● About this exercise
The entries that follow include a run beginning at the line with "slate roof in the photograph above." and ending at the line with "doorway in the photograph above."; restate that run word for word and leave the rest out.

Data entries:
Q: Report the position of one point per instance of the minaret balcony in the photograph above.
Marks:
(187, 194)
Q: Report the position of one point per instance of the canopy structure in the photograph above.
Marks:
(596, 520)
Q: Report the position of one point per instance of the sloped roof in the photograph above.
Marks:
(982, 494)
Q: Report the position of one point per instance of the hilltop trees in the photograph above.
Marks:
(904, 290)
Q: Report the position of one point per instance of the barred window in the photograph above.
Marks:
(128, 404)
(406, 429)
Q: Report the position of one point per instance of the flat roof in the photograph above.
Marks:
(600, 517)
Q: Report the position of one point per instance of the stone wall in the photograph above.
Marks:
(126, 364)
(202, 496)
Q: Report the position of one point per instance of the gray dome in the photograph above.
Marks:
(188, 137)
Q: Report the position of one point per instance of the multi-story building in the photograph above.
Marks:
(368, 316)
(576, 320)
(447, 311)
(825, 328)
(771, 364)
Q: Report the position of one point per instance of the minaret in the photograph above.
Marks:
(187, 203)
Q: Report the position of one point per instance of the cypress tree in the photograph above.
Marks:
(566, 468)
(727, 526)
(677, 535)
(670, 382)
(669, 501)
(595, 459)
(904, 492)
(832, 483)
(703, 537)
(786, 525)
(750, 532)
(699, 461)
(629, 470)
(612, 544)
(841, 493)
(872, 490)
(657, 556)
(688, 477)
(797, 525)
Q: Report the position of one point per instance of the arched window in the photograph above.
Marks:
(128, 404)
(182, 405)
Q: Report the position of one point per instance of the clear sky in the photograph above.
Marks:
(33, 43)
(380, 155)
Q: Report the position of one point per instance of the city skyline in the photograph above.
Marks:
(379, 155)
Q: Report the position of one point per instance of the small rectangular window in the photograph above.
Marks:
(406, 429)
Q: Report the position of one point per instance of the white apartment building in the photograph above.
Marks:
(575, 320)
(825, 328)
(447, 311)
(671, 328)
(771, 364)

--

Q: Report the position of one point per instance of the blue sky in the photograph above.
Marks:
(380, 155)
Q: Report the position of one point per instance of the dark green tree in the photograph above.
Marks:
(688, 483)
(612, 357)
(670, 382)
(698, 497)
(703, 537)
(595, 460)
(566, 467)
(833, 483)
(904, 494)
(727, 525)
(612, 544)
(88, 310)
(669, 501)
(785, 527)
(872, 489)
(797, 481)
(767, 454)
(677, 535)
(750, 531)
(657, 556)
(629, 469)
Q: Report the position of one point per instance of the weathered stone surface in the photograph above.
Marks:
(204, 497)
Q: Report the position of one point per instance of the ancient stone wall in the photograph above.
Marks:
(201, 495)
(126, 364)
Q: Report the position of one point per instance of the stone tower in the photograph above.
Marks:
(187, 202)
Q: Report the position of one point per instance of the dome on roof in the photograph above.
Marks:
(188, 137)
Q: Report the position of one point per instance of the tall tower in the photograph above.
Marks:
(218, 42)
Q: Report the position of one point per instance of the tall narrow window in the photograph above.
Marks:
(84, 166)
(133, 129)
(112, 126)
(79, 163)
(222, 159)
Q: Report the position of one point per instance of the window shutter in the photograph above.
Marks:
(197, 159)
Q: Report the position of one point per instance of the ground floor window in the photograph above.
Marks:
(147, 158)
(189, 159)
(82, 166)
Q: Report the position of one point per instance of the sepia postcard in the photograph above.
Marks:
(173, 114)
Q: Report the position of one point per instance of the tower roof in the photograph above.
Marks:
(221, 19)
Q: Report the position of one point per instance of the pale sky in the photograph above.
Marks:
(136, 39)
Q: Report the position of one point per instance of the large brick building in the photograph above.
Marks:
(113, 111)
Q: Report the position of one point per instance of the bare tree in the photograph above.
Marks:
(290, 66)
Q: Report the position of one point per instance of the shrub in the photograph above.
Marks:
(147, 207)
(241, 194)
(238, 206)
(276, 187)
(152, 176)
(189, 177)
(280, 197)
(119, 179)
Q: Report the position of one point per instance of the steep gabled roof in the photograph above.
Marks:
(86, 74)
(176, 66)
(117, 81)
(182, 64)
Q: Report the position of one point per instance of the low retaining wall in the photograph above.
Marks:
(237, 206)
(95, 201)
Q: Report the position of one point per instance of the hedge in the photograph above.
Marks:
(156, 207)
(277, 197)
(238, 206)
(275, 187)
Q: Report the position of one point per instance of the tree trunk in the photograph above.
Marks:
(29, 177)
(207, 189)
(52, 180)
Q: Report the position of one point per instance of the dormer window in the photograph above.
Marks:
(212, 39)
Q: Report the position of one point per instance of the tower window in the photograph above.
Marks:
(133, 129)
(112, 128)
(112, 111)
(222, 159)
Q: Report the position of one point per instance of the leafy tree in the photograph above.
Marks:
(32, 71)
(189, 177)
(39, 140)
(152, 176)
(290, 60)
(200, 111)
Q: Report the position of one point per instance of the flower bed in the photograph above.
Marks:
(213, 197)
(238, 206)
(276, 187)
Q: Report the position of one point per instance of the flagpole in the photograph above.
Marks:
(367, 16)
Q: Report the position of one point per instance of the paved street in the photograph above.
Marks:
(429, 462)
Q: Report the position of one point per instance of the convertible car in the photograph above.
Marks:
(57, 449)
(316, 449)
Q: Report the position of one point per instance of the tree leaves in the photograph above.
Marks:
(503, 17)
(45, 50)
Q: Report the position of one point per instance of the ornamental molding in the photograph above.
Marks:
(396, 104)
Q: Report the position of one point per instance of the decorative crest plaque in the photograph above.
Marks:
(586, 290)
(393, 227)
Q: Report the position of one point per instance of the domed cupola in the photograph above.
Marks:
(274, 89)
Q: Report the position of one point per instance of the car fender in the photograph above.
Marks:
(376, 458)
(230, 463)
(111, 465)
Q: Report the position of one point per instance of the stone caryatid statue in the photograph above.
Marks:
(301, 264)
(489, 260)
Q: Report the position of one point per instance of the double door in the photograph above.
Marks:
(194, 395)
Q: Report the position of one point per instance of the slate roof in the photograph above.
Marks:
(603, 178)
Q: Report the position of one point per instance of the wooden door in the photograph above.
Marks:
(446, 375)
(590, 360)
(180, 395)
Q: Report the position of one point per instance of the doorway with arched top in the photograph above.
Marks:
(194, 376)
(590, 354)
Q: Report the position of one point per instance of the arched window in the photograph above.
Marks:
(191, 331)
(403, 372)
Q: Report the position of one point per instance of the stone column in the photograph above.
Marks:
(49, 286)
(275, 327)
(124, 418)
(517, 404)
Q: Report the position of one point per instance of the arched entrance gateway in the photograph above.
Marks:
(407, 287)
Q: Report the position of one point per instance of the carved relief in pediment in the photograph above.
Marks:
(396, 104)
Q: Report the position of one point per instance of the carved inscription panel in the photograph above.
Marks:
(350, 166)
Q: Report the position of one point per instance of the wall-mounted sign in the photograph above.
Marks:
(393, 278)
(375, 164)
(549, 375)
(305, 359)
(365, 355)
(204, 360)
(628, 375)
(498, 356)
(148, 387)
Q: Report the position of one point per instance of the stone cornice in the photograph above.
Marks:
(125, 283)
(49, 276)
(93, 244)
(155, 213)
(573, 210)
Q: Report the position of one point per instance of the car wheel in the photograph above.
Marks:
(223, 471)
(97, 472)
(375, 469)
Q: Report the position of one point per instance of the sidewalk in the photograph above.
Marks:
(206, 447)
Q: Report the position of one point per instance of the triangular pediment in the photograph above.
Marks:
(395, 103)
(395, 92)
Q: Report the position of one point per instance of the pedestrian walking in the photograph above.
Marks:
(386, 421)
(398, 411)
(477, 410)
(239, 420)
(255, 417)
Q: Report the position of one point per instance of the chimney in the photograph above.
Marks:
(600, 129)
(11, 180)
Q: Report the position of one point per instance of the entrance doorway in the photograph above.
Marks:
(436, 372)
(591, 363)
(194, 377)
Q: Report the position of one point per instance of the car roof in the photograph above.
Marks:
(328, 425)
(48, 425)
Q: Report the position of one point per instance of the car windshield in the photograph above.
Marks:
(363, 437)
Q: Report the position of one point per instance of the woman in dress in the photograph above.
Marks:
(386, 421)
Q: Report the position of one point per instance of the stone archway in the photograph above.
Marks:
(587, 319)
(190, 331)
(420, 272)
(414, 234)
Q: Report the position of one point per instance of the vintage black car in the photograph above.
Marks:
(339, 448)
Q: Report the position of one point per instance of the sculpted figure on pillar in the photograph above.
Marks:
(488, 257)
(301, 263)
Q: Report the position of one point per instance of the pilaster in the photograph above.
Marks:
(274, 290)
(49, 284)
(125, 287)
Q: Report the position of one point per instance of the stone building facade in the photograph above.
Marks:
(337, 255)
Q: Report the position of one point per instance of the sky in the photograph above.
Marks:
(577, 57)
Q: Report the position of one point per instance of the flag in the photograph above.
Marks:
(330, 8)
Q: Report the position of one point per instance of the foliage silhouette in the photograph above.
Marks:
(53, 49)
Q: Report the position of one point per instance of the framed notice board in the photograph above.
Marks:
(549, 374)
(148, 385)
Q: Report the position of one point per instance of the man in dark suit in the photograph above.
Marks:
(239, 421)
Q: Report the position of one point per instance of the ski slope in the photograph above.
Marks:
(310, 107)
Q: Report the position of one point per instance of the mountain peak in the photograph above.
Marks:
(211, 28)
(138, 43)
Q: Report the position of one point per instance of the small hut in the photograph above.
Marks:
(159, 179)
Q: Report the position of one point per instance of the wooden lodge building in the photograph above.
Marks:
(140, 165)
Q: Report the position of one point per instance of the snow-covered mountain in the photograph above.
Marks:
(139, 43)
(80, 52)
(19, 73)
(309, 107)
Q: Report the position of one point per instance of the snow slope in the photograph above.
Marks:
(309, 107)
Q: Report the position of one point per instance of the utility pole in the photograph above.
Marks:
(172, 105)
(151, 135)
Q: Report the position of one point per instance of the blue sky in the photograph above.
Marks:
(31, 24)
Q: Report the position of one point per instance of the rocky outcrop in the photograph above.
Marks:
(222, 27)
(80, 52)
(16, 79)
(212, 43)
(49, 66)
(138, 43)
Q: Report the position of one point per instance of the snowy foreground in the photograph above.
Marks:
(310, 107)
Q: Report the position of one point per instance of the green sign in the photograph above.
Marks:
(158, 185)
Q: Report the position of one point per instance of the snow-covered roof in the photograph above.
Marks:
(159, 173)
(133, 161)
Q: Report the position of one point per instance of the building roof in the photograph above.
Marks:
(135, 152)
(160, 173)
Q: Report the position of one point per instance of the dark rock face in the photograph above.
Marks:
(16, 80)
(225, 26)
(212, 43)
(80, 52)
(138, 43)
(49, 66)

--

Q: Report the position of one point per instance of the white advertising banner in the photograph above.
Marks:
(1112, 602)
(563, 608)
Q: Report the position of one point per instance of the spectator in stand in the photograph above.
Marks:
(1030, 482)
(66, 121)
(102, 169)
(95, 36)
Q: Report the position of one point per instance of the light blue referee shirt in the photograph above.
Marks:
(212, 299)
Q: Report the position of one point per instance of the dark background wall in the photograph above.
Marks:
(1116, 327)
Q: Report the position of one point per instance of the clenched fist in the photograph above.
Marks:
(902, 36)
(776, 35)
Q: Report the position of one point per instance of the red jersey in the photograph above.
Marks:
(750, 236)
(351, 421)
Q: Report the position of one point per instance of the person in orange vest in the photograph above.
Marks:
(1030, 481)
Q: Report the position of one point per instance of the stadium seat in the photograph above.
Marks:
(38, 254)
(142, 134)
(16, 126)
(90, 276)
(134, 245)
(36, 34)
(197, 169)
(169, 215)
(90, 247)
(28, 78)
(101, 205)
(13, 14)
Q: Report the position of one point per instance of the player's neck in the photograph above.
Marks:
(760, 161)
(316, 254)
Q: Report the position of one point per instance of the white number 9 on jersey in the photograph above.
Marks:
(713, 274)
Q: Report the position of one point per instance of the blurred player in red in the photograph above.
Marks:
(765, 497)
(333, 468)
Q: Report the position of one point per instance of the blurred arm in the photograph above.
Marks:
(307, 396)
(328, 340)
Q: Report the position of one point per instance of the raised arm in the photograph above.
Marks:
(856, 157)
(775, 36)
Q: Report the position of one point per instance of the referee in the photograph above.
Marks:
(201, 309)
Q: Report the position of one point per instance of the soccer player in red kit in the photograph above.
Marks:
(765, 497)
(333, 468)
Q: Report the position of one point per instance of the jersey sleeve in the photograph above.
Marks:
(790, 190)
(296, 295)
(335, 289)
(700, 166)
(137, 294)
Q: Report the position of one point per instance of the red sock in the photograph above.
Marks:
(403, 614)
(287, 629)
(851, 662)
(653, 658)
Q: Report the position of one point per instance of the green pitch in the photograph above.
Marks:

● Answer section
Q: Report the position of one point per instance of the slate roof in the photograph above.
Marks:
(603, 178)
Q: Report the position of one point per instance of the wooden door in the photograph above.
Marks:
(446, 375)
(590, 360)
(180, 395)
Q: Report the position of one point per instance of the doorway with arched top in the photograph above.
Marks:
(194, 376)
(590, 354)
Q: Report the position of one point per instance of the arched window in the photograph above.
Marks:
(191, 331)
(403, 372)
Q: Report the position of one point per instance of the stone column in the photograph above.
Marks:
(49, 286)
(275, 327)
(124, 418)
(517, 404)
Q: Report the position of one point per instance of the arched entrance gateway in the photograph above.
Marks:
(407, 287)
Q: Report the position of one point per instance of the carved relief in pediment in the photograph above.
Marks:
(396, 104)
Q: Report the position of one point per instance of the carved inscription panel in the photograph above.
Marks:
(350, 166)
Q: Report the position of one point per instance of the wall-mounted sign in the photograph above.
Marks:
(393, 278)
(375, 164)
(549, 375)
(305, 359)
(365, 355)
(204, 360)
(628, 375)
(498, 356)
(148, 387)
Q: Report the position of one point per instance of the stone cornice in the photograph above.
Marks:
(125, 283)
(49, 276)
(93, 244)
(155, 213)
(573, 210)
Q: Report the position of one point per instance of the car wheel in the photograph above.
Marks:
(223, 471)
(97, 472)
(375, 469)
Q: Report the position of one point per instance of the sidewalk in the photograph above.
Marks:
(206, 447)
Q: Report the position of one point per instance of the triangular pediment in the photograph above.
Marks:
(395, 103)
(395, 92)
Q: Report the position of one point per instance of the pedestrian walking in the photograph above.
Marks:
(386, 421)
(398, 411)
(477, 410)
(239, 420)
(255, 417)
Q: Report the position of one point per instance of the chimney in the photograph above.
Marks:
(600, 129)
(11, 180)
Q: Report the position of one point per instance of the entrance doorway in the photograph above.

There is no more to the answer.